Побыть в одиночестве в кабане – это было небольшое облегчение, короткий отдых от пристальных взглядов незнакомых людей.
Мы поехали обратно в клинику. Обратно к мертвенно-бледному телу Шона, лежавшему на узкой койке и глядевшему в потолок. Обратно к круглолицему врачу-китайцу, который смотрел на меня сквозь толстые стекла очков. Обратно к толпе, собравшейся на немощеной улочке за стеклянной дверью.
Девушки сказали, что мне следовало бы позвонить родителям – Шона и моим. Администратор подняла глаза от страхового договора Шона и положила руку на трубку телефона.
– Как вы будете платить за звонки? Наличные?
Я понятия не имела, который был час в Калифорнии. В доме моих родителей включился автоответчик. Я оставила бессвязное сообщение:
– Я в порядке. Но Шон мертв… Его ужалила медуза… Мы думаем, что у него произошла аллергическая реакция… Я в клинике. Не знаю, столько еще здесь пробуду…
Мы с Шоном оба путешествовали без сотовых, поэтому я оставила номер телефона клиники.

## НАБОР ДАННЫХ:
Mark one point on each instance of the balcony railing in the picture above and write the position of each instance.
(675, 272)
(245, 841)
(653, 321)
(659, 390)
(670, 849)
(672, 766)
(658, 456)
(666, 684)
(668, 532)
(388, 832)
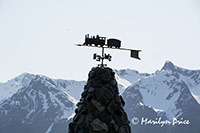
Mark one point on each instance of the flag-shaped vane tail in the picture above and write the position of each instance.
(135, 54)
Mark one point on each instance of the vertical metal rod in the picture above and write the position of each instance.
(102, 58)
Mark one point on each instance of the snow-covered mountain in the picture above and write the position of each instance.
(72, 87)
(31, 101)
(35, 104)
(168, 93)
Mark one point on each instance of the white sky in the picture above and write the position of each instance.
(38, 36)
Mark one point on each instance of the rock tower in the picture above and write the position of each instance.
(100, 109)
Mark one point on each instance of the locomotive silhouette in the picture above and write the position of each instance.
(101, 41)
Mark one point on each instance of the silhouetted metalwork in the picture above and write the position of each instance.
(101, 42)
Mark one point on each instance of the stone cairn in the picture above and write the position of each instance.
(100, 109)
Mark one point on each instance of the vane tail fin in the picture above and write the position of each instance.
(135, 54)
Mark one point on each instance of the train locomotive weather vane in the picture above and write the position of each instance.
(103, 43)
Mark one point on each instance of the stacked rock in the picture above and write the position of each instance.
(100, 109)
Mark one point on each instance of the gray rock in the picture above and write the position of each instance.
(98, 125)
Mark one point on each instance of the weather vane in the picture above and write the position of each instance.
(102, 42)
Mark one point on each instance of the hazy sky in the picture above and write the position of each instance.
(38, 36)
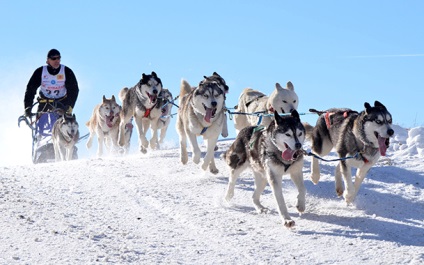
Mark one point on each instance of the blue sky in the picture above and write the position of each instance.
(336, 53)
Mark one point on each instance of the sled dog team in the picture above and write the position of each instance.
(271, 149)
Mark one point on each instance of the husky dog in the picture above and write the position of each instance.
(104, 122)
(283, 100)
(364, 135)
(217, 78)
(201, 113)
(271, 153)
(65, 135)
(144, 104)
(165, 118)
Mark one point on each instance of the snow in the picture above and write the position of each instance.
(150, 209)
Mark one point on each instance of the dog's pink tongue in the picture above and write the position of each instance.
(109, 120)
(208, 115)
(288, 154)
(382, 145)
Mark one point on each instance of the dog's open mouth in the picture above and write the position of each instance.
(290, 154)
(383, 143)
(165, 111)
(210, 113)
(109, 120)
(152, 98)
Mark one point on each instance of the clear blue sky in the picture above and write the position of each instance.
(336, 53)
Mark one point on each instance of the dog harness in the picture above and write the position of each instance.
(53, 86)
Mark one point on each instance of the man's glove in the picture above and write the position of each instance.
(69, 110)
(28, 112)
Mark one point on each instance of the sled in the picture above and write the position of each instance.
(41, 125)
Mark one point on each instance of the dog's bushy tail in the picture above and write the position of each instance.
(185, 88)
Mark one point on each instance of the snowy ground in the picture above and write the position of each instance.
(149, 209)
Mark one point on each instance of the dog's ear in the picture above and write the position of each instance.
(378, 104)
(295, 114)
(367, 106)
(290, 86)
(278, 86)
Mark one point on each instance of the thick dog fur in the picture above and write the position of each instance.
(283, 100)
(65, 135)
(270, 153)
(201, 113)
(104, 122)
(143, 102)
(366, 133)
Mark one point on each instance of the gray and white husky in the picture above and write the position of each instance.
(283, 100)
(65, 135)
(365, 134)
(144, 104)
(201, 113)
(165, 118)
(104, 122)
(270, 153)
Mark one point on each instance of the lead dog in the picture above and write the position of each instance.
(143, 103)
(165, 118)
(270, 153)
(201, 113)
(104, 122)
(283, 100)
(65, 135)
(364, 135)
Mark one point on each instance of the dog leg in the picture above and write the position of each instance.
(100, 141)
(360, 176)
(339, 183)
(224, 132)
(276, 184)
(195, 148)
(56, 152)
(349, 192)
(183, 149)
(260, 184)
(142, 141)
(232, 180)
(297, 179)
(315, 174)
(209, 161)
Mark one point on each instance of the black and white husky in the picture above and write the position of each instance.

## ЗАДАНИЕ:
Процитируйте часть избранного отрывка, начав со слов «Мы поехали обратно» и остановившись после слов «за стеклянной дверью.».

## РЕЗУЛЬТАТ:
Мы поехали обратно в клинику. Обратно к мертвенно-бледному телу Шона, лежавшему на узкой койке и глядевшему в потолок. Обратно к круглолицему врачу-китайцу, который смотрел на меня сквозь толстые стекла очков. Обратно к толпе, собравшейся на немощеной улочке за стеклянной дверью.